[Excerpt to read]:
--- START ---

Confirmatory Factor Analysis (CFA)
Abstract
Confirmatory factor analysis (CFA) is a statistical technique used to validate the factor structure of a set of observed variables. It tests whether measured indicators reliably represent underlying latent constructs (Hair et al., 2018).
As demonstrated in the tutorial article on CFA/CB-SEM in SmartPLS by Hair et al. (2025), SmartPLS offers CFA capabilities as part of its covariance-based structural equation modeling (CB-SEM) functionality. With graphical model building and estimation based on maximum likelihood (ML), SmartPLS enables researchers to rigorously assess hypotheses about the relationships between observed and latent variables.
SmartPLS thus serves as a clear alternative to IBM SPSS Amos.
The following screenshot shows CFA results in SmartPLS for Kline’s (2023) textbook example on job satisfaction:

CB-SEM Algorithm Settings for CFA in SmartPLS
Maximum iterations
Defines the maximum number of iterations the optimizer will perform. This should be high enough to ensure convergence.
- Default value: 1,000
Starting value strategy
- Apply configured starting values
Uses user-specified starting values if enabled. Otherwise, default starting values are applied. - Default strategy
Mimics Lavaan’s defaults:- Loadings: Fabin-style estimates
- Path coefficients & covariances: 0.0
- Residual variances: 0.5 × indicator variance
- Latent variances: 0.05
- One-zero strategy
A simpler approach with:- Loadings: 1.0
- Variances: 1.0
- Path coefficients & covariances: 0.0
Stop criteria
- Gradient criterion
Optimizer stops when:||g|| < stop criterion × max(1, ||x||)
- Default value: 10^-6
- Function value criterion
Optimizer stops when the improvement in the ML objective function is negligible:(f' – f) / f < stop criterion
- Default value: 10^-9
Special assumptions
- Imply latent variable correlations
Estimates correlations between all exogenous latent variables, even without a correlation arrow. - Imply causal indicator correlations per construct
Estimates correlations between causal indicators of a latent variable, even without correlation arrows. - Imply a variance of 1.0 for causal indicators
Constrains all causal indicator variances to 1.0 (overrides user-specified values). Helps mimic Lavaan defaults.
Mean Structure
Most CFA and SEM analyses focus on modeling the covariance structure of observed variables. In some cases (e.g., latent growth curve modeling), including a mean structure is necessary. A mean structure involves means and intercepts of latent and observed variables and requires constraints for identification (since only p observed means are available, with p = number of observed variables).

--- END ---

[Excerpts of location labeling data]
--- START ---

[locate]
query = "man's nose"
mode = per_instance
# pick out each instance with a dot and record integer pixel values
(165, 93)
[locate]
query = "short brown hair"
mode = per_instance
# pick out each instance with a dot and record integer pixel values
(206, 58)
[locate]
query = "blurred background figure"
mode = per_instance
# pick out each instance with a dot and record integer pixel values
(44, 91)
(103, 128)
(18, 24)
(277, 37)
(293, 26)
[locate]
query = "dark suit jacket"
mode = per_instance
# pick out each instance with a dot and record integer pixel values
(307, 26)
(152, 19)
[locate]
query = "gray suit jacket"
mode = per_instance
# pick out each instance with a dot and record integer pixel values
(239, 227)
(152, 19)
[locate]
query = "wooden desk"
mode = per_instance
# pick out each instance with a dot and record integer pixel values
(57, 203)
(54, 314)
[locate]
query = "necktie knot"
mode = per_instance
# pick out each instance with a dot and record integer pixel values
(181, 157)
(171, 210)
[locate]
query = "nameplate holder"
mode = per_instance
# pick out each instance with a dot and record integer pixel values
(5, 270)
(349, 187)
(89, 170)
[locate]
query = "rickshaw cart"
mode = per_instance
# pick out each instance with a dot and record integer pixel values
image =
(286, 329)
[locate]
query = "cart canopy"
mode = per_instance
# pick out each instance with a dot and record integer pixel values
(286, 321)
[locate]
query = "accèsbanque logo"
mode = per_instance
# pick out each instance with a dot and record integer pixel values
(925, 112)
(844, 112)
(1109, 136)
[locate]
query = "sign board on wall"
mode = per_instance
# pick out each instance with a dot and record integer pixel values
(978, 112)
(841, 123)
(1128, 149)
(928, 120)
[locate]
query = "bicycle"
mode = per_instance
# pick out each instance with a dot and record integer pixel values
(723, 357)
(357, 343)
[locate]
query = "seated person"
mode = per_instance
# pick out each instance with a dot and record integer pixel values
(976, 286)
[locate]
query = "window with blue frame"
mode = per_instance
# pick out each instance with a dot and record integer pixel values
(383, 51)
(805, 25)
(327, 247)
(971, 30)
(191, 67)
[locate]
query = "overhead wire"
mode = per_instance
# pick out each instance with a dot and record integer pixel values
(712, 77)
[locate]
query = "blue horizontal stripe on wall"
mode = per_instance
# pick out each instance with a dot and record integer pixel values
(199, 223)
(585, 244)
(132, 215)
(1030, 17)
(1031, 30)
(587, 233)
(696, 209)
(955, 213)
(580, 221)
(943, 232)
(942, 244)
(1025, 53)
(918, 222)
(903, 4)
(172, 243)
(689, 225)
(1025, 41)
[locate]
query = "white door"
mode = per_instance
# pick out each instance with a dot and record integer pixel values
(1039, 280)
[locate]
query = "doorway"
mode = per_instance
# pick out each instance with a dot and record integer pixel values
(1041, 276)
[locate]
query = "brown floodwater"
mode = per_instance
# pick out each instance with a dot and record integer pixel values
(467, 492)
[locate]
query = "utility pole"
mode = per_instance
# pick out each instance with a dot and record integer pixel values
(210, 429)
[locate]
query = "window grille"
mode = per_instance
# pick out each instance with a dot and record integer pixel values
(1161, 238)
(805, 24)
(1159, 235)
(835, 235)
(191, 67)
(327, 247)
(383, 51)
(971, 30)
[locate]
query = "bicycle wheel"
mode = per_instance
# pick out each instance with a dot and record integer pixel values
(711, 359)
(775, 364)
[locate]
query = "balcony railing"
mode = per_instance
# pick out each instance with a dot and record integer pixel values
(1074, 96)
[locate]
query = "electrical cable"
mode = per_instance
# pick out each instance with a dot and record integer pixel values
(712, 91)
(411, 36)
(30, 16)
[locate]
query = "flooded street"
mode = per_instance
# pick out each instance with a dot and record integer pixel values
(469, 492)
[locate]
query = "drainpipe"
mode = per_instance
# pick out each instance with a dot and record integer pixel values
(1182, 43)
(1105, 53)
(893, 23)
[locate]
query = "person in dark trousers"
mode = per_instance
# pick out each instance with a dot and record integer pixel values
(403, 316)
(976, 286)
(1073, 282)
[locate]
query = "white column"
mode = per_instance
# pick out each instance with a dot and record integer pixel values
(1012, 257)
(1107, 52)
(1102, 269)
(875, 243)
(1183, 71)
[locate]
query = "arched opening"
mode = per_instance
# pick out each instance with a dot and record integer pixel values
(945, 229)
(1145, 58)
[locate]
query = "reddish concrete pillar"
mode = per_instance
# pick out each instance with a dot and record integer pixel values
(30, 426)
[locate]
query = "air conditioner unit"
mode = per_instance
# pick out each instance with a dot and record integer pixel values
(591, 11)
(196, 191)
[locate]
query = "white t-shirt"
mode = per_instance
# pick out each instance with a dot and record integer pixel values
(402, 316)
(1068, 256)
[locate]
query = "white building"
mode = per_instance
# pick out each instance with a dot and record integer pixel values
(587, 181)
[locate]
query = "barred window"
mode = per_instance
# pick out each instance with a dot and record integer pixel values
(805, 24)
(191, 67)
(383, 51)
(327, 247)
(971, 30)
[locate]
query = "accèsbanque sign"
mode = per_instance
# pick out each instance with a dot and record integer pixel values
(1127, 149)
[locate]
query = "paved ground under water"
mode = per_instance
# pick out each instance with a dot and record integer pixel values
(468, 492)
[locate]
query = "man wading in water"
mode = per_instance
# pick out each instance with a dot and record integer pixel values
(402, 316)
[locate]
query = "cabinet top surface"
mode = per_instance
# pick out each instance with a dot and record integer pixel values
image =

--- END ---

[Objectives]:
[a] Name every option listed under "Special assumptions" on the CFA page.
[b] Answer these from the CFA page, one answer per line:
(i) What is the default value for maximum iterations?
(ii) What is the default value for the function value criterion?
(iii) What topic is Kline's (2023) textbook example about?

[Task-by-task answers]:
[a]
- Imply latent variable correlations
- Imply causal indicator correlations per construct
- Imply a variance of 1.0 for causal indicators

[b]
(i) 1,000
(ii) 10^-9
(iii) Job satisfaction